**PROBLEM TO SOLVE**
Pull out each line of the records below that contains the word "jacket". Case counts.

[start of DATA FOR PROCESSING]

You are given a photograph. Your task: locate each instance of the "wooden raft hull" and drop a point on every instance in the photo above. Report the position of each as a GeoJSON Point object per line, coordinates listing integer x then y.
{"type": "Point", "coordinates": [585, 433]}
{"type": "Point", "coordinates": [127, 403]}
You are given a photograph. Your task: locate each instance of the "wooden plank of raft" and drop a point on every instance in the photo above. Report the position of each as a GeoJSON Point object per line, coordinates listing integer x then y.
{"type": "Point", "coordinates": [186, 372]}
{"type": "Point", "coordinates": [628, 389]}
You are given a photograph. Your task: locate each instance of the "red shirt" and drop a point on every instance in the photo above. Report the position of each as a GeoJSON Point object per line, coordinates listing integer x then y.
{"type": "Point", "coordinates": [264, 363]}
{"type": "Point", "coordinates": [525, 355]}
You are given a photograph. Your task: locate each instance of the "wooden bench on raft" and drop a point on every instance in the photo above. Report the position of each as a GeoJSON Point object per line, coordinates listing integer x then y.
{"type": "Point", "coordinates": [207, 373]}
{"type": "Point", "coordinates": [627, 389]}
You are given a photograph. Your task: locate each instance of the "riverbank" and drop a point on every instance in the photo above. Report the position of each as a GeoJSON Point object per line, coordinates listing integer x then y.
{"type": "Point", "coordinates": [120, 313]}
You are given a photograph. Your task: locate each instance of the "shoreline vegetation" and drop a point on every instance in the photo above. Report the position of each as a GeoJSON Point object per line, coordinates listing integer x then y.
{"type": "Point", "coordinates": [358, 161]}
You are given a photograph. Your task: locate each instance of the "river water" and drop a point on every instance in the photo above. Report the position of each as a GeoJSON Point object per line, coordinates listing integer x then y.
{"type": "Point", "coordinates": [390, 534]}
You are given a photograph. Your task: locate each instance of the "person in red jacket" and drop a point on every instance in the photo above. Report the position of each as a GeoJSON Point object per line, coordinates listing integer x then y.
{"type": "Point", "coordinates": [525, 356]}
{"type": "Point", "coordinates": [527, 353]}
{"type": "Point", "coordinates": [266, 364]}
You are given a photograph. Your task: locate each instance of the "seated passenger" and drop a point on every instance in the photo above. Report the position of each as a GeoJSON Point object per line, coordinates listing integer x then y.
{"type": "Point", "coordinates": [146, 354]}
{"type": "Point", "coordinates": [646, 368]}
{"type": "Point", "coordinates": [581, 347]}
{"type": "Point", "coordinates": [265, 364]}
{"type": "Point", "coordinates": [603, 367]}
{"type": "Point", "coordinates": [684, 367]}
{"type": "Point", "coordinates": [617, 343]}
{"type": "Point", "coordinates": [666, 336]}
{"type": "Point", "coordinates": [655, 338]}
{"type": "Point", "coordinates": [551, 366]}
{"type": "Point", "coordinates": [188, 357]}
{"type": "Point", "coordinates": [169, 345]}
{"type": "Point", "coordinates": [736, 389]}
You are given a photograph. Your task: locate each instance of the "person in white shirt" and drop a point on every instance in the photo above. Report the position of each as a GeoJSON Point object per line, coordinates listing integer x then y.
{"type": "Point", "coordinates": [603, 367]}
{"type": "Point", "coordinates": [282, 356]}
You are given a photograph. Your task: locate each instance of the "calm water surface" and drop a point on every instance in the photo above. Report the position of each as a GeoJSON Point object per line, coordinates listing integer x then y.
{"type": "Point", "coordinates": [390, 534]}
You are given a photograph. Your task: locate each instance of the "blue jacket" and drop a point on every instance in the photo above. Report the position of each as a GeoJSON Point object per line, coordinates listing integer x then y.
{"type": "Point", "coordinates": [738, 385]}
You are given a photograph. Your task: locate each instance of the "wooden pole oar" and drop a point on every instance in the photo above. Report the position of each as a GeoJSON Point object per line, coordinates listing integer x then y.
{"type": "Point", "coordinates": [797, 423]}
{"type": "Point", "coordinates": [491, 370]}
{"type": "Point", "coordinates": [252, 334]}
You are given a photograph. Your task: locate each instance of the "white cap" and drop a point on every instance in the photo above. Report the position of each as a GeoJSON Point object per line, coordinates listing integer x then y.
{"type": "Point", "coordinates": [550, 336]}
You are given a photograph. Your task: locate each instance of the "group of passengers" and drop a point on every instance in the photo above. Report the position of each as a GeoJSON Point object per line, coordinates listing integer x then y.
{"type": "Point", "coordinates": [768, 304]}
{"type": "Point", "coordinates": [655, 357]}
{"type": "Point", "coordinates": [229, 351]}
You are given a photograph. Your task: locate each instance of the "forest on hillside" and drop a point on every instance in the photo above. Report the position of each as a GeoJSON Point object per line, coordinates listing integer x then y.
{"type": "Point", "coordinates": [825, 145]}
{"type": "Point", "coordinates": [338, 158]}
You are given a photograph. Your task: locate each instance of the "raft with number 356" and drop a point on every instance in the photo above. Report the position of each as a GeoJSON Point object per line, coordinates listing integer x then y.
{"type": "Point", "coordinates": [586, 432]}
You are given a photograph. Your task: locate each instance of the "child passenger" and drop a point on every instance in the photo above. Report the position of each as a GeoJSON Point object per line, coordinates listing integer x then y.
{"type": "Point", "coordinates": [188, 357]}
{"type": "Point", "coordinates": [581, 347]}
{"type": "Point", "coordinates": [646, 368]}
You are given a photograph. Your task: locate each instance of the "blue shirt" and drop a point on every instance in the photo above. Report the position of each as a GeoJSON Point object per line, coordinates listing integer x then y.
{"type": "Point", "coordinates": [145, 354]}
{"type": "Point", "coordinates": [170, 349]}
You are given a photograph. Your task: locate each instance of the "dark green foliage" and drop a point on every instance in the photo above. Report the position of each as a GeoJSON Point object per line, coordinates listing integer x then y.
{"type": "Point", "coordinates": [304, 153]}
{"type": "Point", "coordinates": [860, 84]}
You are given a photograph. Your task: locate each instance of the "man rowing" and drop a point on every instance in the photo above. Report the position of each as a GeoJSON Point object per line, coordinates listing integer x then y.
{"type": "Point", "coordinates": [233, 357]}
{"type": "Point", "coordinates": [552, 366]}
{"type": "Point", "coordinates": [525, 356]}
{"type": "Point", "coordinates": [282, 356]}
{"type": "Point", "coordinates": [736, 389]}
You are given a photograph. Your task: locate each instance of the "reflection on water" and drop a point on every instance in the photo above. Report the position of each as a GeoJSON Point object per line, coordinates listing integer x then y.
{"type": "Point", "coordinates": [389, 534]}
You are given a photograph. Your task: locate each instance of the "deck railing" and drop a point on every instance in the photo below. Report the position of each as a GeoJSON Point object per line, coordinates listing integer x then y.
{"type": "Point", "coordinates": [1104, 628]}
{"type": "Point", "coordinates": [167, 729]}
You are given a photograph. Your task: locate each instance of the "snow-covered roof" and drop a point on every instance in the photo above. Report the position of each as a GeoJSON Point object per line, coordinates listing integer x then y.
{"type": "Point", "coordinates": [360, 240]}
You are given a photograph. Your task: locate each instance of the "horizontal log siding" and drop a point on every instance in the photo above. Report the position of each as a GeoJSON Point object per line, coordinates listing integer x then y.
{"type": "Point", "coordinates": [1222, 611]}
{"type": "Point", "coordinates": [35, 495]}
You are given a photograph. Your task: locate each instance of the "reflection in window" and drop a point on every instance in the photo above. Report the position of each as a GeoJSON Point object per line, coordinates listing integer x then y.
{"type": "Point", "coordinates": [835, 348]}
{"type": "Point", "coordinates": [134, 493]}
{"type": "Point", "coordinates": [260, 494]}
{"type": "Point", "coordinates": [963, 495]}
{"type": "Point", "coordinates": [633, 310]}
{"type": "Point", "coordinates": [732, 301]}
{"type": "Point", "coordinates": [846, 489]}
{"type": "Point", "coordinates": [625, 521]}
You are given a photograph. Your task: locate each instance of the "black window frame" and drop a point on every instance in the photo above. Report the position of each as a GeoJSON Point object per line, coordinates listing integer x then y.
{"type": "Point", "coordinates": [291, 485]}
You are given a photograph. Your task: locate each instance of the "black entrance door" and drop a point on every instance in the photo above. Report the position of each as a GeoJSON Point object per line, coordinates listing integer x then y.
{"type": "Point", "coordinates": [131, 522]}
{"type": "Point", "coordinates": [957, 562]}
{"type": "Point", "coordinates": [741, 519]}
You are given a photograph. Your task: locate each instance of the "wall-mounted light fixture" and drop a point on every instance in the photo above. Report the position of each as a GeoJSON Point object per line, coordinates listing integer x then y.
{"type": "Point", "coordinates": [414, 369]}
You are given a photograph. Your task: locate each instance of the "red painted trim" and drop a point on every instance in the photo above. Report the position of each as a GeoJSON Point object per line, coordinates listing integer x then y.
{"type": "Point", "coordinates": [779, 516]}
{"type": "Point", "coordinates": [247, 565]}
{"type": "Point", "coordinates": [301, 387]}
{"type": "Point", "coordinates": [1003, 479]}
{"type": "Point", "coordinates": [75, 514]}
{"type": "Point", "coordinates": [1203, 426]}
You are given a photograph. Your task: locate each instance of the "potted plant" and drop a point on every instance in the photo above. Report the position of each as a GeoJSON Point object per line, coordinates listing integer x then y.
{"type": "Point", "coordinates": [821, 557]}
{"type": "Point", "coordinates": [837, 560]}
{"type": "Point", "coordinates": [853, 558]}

[end of DATA FOR PROCESSING]

**WRITTEN ANSWER**
You are given a photograph. Your task: locate each instance of the "person in red jacket" and drop a point on every instance in the photo above. Report the position of each as a GeoJSON Point object per line, coordinates listing integer x then y.
You are given a photograph. Your task: locate each instance of the "blue jacket" and drop a point on every instance in the photo above. Report the position of each as a GeoJSON Point object per line, coordinates listing integer x then y.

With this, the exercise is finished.